Richard Miles presents a new history of Carthage, which aims to show the land of Dido and Hannibal in a new light and rehabilitate the Punic state from what the author considers neglect and prejudice on the part of later historians. Miles especially succeeds in his descriptions and analysis of the military history of Carthage by admirably making the various convoluted aspects of the three Punic Wars easy to follow.
Overall, Punic history can be confusing for the nonspecialist. For example, political and military leaders of the Carthaginians were all named Hanno, Hamilcar, Hasdrubal, or Hannibal. In the book, there are ten Hannos, eight Hamilcars, nine Hasdrubals, and even the great Hannibal Barca shared the crowded stage of Punic history with five other Hannibals.
The best part of Miles’ book is his description of the rise and military campaigns of Hannibal Barca during the Second Punic War and the great commander’s later fall from favor into exile and death. Hannibal was influenced by the martial jingoism of his clan. His father was the general Hamilcar Barca. Hamilcar was badly defeated by the Romans in Sicily during the First Punic War but saved Carthage from destruction by rebellious mercenary soldiers in that war’s aftermath by savagely suppressing the uprising. Hamilcar Barca and his son-in-law Hasdrubal the Fair then conquered and consolidated southern Spain for Carthage, using the same brutal tactics as during the Mercenaries Revolt. Southern Iberia was effectively turned into a protectorate of the Barcid clan.

────

__INSTRUCTIONS__
- a) Find every line in the listing that contains the string "watch", matching case exactly, and copy each such line.
- b) Carry on the review of the Carthage history from its last sentence.

__MATERIAL FOR THIS TASK__
────

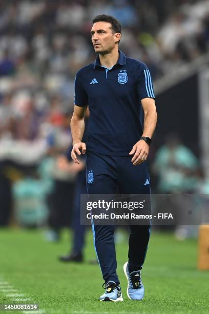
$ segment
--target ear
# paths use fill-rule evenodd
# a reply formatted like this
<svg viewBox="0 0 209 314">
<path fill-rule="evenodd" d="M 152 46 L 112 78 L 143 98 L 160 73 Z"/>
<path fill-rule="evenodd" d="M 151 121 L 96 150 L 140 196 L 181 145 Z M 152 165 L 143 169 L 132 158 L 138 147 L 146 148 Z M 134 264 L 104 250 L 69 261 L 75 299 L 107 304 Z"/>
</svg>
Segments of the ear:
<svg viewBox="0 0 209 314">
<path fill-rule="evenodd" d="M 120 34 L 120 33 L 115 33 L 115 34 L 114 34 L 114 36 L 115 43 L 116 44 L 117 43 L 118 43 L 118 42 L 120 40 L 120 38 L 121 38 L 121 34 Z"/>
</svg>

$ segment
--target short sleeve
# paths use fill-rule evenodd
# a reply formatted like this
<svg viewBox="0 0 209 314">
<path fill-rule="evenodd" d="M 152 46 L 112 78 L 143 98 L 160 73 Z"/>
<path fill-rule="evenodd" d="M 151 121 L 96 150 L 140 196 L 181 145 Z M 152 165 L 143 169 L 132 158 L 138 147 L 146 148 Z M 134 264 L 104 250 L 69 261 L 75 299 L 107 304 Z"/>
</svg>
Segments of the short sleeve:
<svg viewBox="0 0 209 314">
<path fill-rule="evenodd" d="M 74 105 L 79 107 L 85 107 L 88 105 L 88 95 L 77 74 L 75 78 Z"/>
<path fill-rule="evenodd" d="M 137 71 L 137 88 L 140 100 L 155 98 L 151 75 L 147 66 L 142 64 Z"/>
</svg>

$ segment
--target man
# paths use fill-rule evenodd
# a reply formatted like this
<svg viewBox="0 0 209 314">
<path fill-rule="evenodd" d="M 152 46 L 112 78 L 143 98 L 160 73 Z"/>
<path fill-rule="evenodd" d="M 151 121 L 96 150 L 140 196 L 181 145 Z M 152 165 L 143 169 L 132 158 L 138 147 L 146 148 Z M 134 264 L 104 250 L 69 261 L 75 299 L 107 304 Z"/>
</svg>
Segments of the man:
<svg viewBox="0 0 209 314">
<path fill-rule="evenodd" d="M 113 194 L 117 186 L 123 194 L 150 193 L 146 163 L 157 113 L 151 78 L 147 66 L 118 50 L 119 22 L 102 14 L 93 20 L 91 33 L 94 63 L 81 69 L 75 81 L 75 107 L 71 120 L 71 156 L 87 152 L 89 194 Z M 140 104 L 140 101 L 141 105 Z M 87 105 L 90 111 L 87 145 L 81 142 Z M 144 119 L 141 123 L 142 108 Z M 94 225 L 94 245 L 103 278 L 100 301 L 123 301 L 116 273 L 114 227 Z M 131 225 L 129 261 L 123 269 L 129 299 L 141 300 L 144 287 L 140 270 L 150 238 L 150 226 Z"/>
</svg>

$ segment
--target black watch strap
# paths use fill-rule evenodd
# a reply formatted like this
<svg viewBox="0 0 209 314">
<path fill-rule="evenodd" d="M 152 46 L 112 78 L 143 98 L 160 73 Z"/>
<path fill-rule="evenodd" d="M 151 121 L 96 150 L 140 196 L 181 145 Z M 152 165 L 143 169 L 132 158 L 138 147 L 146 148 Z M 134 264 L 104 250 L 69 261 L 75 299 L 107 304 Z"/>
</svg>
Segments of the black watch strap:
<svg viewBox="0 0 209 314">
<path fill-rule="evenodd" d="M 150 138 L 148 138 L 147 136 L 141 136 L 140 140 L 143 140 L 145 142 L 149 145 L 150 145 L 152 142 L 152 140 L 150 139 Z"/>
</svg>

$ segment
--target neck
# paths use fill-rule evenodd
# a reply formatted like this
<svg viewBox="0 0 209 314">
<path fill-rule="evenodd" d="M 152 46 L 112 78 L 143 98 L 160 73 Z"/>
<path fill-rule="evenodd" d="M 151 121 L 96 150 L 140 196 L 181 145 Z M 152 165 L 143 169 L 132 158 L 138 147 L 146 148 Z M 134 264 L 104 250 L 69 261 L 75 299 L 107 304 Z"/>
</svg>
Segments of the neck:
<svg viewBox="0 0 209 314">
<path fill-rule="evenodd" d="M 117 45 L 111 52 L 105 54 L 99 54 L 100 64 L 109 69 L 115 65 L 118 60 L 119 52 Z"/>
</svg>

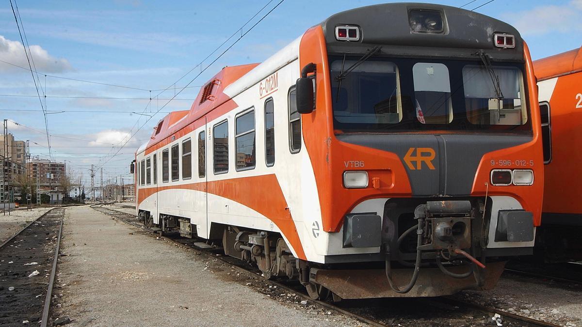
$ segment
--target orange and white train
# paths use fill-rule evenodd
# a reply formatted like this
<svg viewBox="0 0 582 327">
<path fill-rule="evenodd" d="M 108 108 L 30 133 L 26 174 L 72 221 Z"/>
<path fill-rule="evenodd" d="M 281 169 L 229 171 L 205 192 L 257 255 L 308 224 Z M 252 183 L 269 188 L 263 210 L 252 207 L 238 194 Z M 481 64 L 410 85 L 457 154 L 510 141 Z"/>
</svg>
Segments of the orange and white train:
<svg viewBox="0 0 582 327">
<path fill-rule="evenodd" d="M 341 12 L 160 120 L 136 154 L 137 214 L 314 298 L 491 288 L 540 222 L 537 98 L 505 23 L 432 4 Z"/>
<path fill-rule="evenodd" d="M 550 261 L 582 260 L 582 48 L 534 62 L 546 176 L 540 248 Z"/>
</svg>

────

__OUTPUTS FOR THE TASKS__
- a)
--target black watch strap
Segments of the black watch strap:

- b)
Although Hannibal was born in Carthage, he experienced his formative years on campaign with his father. Unlike other prominent Carthaginians, Hannibal was the product of Iberian military camps, not the Punic palaces. After the death of Hannibal’s father and the assassination of his brother-in-law, the Punic army in Spain proclaimed the 26-year-old Hannibal to be their leader, and Carthage had no choice but to ratify the decision. Hannibal inherited all the martial expansionist sentiment of his clan and was determined not to let the Romans humiliate Carthage again. Even the tendentiously pro-Carthaginian Richard Miles admits that the Second Punic War was sparked by the Barcids’ bellicose behavior in Spain.
Hannibal pushed northward into Spain and conquered the city of Saguntum, which was allied with Rome. When Rome protested, Hannibal shrugged off her envoys, sparking the Second Punic War as he embarked on his road to military glory.
Hannibal was one of the first generals to use propaganda effectively. With the help of sympathetic Greek intellectuals, he appropriated the image of Hercules and his mythic travels to rally the support of Hellenized inhabitants of the Mediterranean basin. This task was made easier by the fact that Hannibal was tutored by Greeks. The crossing of the Pyrenees, the fording of the Rhone, and the conquest of the Alps were presented as new Herculean labors by the new Heracles. Hannibal finished the Alpine crossing by wiping out a small Celtic tribe named the Taurini, after they resisted the Punic advance through their ancestral lands. This was both an emulation of Heracles’ defeat of various small tribes and an example of how much the lionized general was a product of his brutal time and of his brutal father.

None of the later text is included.